* begin STORED ROWS *
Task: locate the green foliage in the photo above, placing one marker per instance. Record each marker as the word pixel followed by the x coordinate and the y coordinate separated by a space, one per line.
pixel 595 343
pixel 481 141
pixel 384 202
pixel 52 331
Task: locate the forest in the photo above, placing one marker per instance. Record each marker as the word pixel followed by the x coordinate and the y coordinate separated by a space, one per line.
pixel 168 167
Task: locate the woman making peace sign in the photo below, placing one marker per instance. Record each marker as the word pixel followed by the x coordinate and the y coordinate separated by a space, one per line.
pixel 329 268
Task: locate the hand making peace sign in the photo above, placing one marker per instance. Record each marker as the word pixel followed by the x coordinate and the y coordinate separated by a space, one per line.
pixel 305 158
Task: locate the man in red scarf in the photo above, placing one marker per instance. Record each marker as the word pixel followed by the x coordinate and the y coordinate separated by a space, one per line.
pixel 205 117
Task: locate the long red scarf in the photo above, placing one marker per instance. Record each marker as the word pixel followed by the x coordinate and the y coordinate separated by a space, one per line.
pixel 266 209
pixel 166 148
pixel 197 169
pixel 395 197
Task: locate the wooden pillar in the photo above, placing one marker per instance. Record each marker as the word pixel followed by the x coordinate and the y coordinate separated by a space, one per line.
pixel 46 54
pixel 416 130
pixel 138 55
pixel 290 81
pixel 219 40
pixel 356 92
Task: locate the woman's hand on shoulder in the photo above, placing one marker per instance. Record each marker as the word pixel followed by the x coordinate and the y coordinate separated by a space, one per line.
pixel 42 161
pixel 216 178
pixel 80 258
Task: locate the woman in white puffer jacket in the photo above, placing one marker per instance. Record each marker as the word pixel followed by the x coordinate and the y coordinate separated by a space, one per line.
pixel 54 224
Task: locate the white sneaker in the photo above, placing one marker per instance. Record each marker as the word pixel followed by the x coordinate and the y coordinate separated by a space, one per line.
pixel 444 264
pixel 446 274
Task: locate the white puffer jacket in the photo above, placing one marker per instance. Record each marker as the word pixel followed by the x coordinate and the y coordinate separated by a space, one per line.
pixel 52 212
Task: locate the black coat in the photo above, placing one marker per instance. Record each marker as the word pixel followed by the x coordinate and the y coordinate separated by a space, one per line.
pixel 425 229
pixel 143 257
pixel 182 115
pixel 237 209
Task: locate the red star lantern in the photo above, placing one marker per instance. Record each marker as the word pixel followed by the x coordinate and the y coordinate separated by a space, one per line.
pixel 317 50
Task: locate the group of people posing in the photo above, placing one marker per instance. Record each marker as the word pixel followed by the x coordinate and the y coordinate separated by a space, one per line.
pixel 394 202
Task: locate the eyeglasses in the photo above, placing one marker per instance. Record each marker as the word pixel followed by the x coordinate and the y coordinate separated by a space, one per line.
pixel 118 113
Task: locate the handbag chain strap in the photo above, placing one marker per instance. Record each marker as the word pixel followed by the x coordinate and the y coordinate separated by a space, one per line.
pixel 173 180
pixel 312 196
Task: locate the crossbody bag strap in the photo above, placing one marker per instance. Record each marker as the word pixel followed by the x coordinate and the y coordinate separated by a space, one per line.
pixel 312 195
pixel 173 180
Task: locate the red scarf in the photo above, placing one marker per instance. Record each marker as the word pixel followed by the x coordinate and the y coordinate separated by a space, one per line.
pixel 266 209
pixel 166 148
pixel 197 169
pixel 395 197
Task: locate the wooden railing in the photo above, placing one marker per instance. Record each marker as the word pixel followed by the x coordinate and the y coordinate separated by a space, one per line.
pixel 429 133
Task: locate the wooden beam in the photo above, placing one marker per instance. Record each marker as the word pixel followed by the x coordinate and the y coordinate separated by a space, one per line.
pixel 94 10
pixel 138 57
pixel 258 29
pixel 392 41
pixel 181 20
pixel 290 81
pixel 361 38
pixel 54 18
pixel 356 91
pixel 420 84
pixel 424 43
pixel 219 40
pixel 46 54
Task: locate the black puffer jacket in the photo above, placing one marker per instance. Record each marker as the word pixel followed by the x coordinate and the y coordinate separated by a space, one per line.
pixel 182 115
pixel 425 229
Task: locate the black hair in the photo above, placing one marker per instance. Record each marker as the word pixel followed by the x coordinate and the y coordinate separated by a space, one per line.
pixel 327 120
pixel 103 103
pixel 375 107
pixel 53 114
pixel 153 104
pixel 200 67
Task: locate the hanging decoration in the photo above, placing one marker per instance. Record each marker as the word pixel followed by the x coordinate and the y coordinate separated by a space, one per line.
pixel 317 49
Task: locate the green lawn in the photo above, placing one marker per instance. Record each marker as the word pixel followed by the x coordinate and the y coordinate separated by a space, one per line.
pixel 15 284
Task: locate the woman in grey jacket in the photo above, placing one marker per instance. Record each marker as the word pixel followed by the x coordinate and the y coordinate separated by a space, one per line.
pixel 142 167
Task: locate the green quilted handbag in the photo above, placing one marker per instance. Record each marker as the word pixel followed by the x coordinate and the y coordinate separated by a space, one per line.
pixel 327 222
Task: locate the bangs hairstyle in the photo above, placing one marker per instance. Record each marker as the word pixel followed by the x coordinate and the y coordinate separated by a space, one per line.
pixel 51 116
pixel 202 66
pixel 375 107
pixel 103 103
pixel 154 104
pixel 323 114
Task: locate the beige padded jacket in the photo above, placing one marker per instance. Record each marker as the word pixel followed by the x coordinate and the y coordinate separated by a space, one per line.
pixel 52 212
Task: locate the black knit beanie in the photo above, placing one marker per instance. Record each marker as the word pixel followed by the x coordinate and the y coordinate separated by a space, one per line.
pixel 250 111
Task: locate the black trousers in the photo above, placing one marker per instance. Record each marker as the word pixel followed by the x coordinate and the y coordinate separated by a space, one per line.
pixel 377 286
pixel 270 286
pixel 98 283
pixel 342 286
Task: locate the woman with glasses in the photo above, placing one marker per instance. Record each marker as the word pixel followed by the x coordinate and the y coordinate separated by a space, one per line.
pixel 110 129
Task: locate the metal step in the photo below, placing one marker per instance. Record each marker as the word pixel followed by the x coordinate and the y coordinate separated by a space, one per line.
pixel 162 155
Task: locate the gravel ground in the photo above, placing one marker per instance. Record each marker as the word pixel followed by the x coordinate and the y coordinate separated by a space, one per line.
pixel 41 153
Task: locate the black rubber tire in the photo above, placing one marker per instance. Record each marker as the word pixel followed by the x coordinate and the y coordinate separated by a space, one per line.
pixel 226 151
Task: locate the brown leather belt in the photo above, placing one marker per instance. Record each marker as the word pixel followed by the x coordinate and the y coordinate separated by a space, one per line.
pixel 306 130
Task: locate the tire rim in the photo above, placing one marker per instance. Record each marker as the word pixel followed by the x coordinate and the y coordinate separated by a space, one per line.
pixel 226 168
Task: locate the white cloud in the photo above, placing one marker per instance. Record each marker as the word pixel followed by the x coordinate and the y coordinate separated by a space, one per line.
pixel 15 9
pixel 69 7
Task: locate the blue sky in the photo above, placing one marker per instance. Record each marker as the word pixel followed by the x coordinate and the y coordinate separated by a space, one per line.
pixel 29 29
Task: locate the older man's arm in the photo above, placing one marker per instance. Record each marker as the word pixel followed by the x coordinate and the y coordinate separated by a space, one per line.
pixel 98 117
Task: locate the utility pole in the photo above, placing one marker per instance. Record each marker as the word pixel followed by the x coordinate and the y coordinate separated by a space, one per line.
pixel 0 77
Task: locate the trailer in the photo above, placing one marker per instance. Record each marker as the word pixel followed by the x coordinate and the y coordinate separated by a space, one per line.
* end STORED ROWS *
* JOB:
Can you output all of the rows above again, character for character, with nothing changed?

* RESPONSE TO THIS TASK:
Task: locate the green foliage in the photo above, placing one marker per instance. Record each marker as the word pixel followed by the x coordinate and the y coordinate separated by a space, one per line.
pixel 595 343
pixel 481 141
pixel 384 202
pixel 52 331
Task: locate the forest in the photo above, placing one marker per instance. Record each marker as the word pixel followed by the x coordinate and the y coordinate separated by a space, one per line.
pixel 168 167
Task: locate the woman making peace sign in the photo below, placing one marker per instance. Record each marker as the word pixel followed by the x coordinate and the y coordinate separated by a space, one per line.
pixel 329 268
Task: locate the hand making peace sign in the photo above, placing one marker per instance. Record each marker as the word pixel followed by the x coordinate and the y coordinate separated by a space, one per line.
pixel 305 158
Task: locate the man in red scarf in the photo above, placing one marker per instance. Record each marker as the word pixel followed by the x coordinate and the y coordinate separated by a space, one per line.
pixel 205 117
Task: locate the long red scarf in the photo above, placing one marker per instance. Record each marker as the word pixel followed by the x coordinate and the y coordinate separated by a space, one per line.
pixel 266 209
pixel 166 148
pixel 197 169
pixel 395 197
Task: locate the wooden pillar in the photo above, placing one marker per instance. Record each marker as the word pixel followed by the x coordinate and the y coordinate separated by a space, one per line.
pixel 46 54
pixel 416 130
pixel 138 55
pixel 290 81
pixel 219 40
pixel 356 92
Task: locate the woman's hand on shoulder in the photo above, placing one marker per instance. Record each marker as the word pixel followed by the x coordinate and the y coordinate separated by a space, one per line.
pixel 42 161
pixel 216 178
pixel 80 258
Task: locate the woman in white puffer jacket in the photo above, placing one marker per instance. Record each marker as the word pixel followed by the x coordinate and the y coordinate separated by a space, one per line.
pixel 54 224
Task: locate the white sneaker in the photo above, placing one marker per instance. Record each marker as the word pixel followed by the x coordinate and the y coordinate separated by a space, one per line.
pixel 444 264
pixel 446 274
Task: locate the white puffer jacket in the photo above, placing one marker per instance. Record each marker as the word pixel followed by the x coordinate and the y coordinate separated by a space, one per line.
pixel 52 212
Task: locate the black coat in the photo above, placing one marker per instance. Record each marker as the word pixel followed by the x coordinate and the y coordinate separated by a space, one per line.
pixel 425 229
pixel 143 257
pixel 182 115
pixel 237 209
Task: locate the red star lantern in the photo above, placing one marker per instance. Record each marker as the word pixel followed by the x coordinate and the y coordinate separated by a space, one per line.
pixel 317 50
Task: locate the group of people posing in the photo above, placing one marker per instance. Record each marker as the word pixel followed by the x coordinate and the y coordinate separated by a space, one per line.
pixel 394 202
Task: locate the eyeglasses in the photo above, placing one marker per instance. Record each marker as the word pixel followed by the x coordinate and the y coordinate separated by a space, one per line.
pixel 118 113
Task: locate the handbag chain strap in the photo above, placing one marker per instance. Record each marker as the word pixel followed by the x coordinate and the y coordinate separated by a space, one per line.
pixel 173 180
pixel 312 196
Task: locate the crossbody bag strap in the photo above, placing one marker per instance. Record each marker as the word pixel followed by the x coordinate and the y coordinate separated by a space, one per line.
pixel 312 195
pixel 173 180
Task: locate the red scarf in the photo above, placing one marker per instance. Record each marker as the word pixel followed by the x coordinate and the y coordinate separated by a space, one per line.
pixel 266 209
pixel 166 148
pixel 197 169
pixel 395 197
Task: locate the wooden railing in the photo above, placing one marker per instance. Record each marker as the word pixel followed by the x coordinate and the y coordinate separated by a space, one per line.
pixel 429 133
Task: locate the wooden beam in the photo above, placing one marker per instance. Record each marker as the word pixel followed by the x coordinate and the y coordinate separated by a space, one per line.
pixel 94 10
pixel 138 57
pixel 258 29
pixel 392 41
pixel 181 20
pixel 290 81
pixel 361 38
pixel 54 18
pixel 356 91
pixel 420 84
pixel 424 43
pixel 219 40
pixel 46 54
Task: locate the black puffer jacket in the photo above, placing one marker per instance. Record each marker as the word pixel followed by the x coordinate and the y coordinate separated by a space, one per line.
pixel 182 115
pixel 425 229
Task: locate the black hair in the photo above, placing one marker per instance. Record each marker as the word pixel followed by the x coordinate and the y coordinate separated by a space, one per line.
pixel 327 120
pixel 103 103
pixel 375 107
pixel 53 114
pixel 153 104
pixel 200 67
Task: locate the hanging decoration in the photo above, placing one marker per instance. Record each marker as the word pixel followed by the x coordinate and the y coordinate separated by a space, one per line.
pixel 317 49
Task: locate the green lawn in the photo above, placing one marker per instance. Record each marker as the word pixel followed by the x coordinate and the y coordinate separated by a space, one per line.
pixel 15 284
Task: locate the woman in grey jacket in the photo above, placing one marker per instance. Record each marker as the word pixel followed by the x coordinate and the y coordinate separated by a space, one per line.
pixel 142 167
Task: locate the green quilted handbag in the photo above, placing one marker per instance. Record each marker as the word pixel followed by the x coordinate and the y coordinate separated by a space, one per line.
pixel 327 222
Task: locate the bangs hairstyle in the photo above, placing one marker per instance. Record each marker as the word pixel followed by the x coordinate and the y coordinate separated by a space, one per line.
pixel 51 116
pixel 202 66
pixel 375 107
pixel 103 103
pixel 154 104
pixel 323 114
Task: locate the beige padded jacket in the photo above, placing one marker per instance. Record each marker as the word pixel followed by the x coordinate and the y coordinate separated by a space, one per line.
pixel 52 212
Task: locate the black knit beanie in the photo above, placing one marker per instance. Record each marker as the word pixel followed by the x coordinate and the y coordinate separated by a space, one per line.
pixel 250 111
Task: locate the black trousers in the photo above, placing one marker per instance. Record each marker as the word pixel followed by the x coordinate and the y coordinate separated by a space, one per line.
pixel 377 286
pixel 270 286
pixel 98 283
pixel 342 286
Task: locate the woman with glasses in the photo above, placing one marker per instance. Record each marker as the word pixel followed by the x coordinate and the y coordinate separated by a space, one per line.
pixel 110 129
Task: locate the metal step in the photo below, placing one marker per instance. Record each marker as the word pixel followed by the x coordinate and the y coordinate separated by a space, one per line.
pixel 162 155
Task: locate the gravel ground in the photo above, placing one marker per instance. Record each marker as the word pixel followed by the x coordinate and the y coordinate separated by a space, one per line.
pixel 41 153
Task: locate the black rubber tire in the photo above, placing one marker per instance. Record each marker as the word pixel followed by the x coordinate and the y coordinate separated by a space, one per line.
pixel 226 151
Task: locate the brown leather belt in the photo above, placing one marker per instance. Record each marker as the word pixel followed by the x coordinate and the y coordinate separated by a space, one per line.
pixel 306 130
Task: locate the tire rim in the photo above, placing one marker per instance. Record each marker as the word pixel followed by the x coordinate and the y coordinate separated by a space, one per line.
pixel 226 168
Task: locate the white cloud in the photo above, placing one marker per instance. Record each marker as the word pixel followed by the x coordinate and the y coordinate separated by a space, one per line.
pixel 15 9
pixel 69 7
Task: locate the blue sky in the photo above, placing one marker per instance. Record each marker as the word pixel followed by the x coordinate and the y coordinate separated by a space, one per line.
pixel 29 29
Task: locate the older man's arm in the photo above, placing one marker per instance. Record each marker as the word pixel followed by the x coordinate and the y coordinate separated by a space, one per line.
pixel 98 117
Task: locate the utility pole in the photo above, placing one marker per instance. Record each marker as the word pixel followed by the x coordinate and the y coordinate separated by a space, one per line.
pixel 0 77
Task: locate the trailer in the photo above, placing one marker per instance. Record each marker as the word pixel followed by the x coordinate and the y coordinate separated by a space, one per line.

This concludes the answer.